_Records shown_
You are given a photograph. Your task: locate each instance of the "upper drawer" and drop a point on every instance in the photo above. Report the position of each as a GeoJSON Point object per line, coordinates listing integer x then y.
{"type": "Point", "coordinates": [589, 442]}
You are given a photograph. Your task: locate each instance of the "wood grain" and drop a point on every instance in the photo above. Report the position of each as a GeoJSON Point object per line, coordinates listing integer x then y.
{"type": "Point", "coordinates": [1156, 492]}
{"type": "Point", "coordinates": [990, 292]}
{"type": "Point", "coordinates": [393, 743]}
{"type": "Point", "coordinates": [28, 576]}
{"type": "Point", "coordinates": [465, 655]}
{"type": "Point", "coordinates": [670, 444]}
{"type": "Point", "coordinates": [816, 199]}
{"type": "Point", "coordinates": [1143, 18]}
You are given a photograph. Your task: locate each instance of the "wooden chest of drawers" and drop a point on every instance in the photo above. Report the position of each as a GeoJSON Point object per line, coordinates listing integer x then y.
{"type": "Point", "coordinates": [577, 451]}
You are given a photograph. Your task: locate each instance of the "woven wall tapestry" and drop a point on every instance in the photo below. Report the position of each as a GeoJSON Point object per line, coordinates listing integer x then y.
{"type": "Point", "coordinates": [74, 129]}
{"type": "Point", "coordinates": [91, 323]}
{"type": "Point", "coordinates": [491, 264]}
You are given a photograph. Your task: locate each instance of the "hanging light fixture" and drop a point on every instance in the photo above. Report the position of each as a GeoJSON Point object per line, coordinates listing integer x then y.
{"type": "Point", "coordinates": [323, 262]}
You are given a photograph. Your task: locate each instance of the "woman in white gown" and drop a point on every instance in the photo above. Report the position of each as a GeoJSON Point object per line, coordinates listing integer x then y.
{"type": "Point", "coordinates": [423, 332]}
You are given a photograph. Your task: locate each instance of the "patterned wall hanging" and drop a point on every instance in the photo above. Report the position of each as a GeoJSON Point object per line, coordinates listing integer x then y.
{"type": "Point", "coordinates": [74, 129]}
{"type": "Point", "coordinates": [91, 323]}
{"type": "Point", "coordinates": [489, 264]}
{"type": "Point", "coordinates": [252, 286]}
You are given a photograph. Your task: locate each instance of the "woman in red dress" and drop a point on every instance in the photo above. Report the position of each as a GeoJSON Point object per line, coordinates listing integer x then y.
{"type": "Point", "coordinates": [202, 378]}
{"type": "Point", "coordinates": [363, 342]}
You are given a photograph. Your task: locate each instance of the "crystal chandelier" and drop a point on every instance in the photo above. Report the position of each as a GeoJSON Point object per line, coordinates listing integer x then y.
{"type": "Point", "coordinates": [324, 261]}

_What to produce_
From the preceding material, extract every line exactly.

_Response below_
You are given a photograph. Your task: locate each instance of the "upper drawer" and drop a point on every instance in the photo above. Report the position of each as a GeoJSON Point object per line, coordinates listing integer x then y.
{"type": "Point", "coordinates": [589, 442]}
You are given a photograph. Your task: locate each instance of the "wood grain" and drop a point on every instance in the photo above. Report the position of each as a GeoJSON Point object per line, coordinates listing integer x then y.
{"type": "Point", "coordinates": [1156, 492]}
{"type": "Point", "coordinates": [990, 292]}
{"type": "Point", "coordinates": [393, 743]}
{"type": "Point", "coordinates": [28, 576]}
{"type": "Point", "coordinates": [465, 655]}
{"type": "Point", "coordinates": [670, 444]}
{"type": "Point", "coordinates": [816, 199]}
{"type": "Point", "coordinates": [1143, 18]}
You are given a photograph. Your task: locate each instance of the "wooden chest of drawers" and drop a point on every instance in the photo above. Report the position of each as a GeoJSON Point object per line, coordinates listing integer x then y.
{"type": "Point", "coordinates": [577, 451]}
You are given a photograph. Your task: locate each instance of the "woven wall tapestry" and drop a point on every instance in the photo below. Report the position of each as a GeoJSON Point object per line, coordinates listing integer x then y.
{"type": "Point", "coordinates": [74, 129]}
{"type": "Point", "coordinates": [91, 323]}
{"type": "Point", "coordinates": [491, 264]}
You are given a photograph. Your task: locate each instance of the "hanging light fixture" and drop a point on every instance in the photo above. Report the position of each as a GeoJSON Point object per line, coordinates listing integer x then y.
{"type": "Point", "coordinates": [323, 262]}
You are given a photograph. Your task: locate each instance of the "woman in white gown" and drop a point on every instance in the photo above. Report the position of each as a GeoJSON Point object per line, coordinates listing integer x then y.
{"type": "Point", "coordinates": [423, 332]}
You are given a photograph. Your task: locate each instance of the "patterned wall hanging" and drop a point on every instance in the photo above. Report the position of each as a GeoJSON Point object per line, coordinates listing integer x then y.
{"type": "Point", "coordinates": [74, 129]}
{"type": "Point", "coordinates": [91, 323]}
{"type": "Point", "coordinates": [489, 264]}
{"type": "Point", "coordinates": [252, 286]}
You are given a photograph. Your task: locate each instance of the "woman in red dress" and drop a point on every instance in the photo above. Report the position of each as a GeoJSON Point object per line, coordinates listing integer x then y.
{"type": "Point", "coordinates": [202, 378]}
{"type": "Point", "coordinates": [363, 342]}
You are given a photograph. Your task: locate each instance of the "crystal chandelier" and drop a point on every instance in the photo above. Report the position of each as a GeoJSON Point object per line, coordinates listing integer x then y.
{"type": "Point", "coordinates": [324, 261]}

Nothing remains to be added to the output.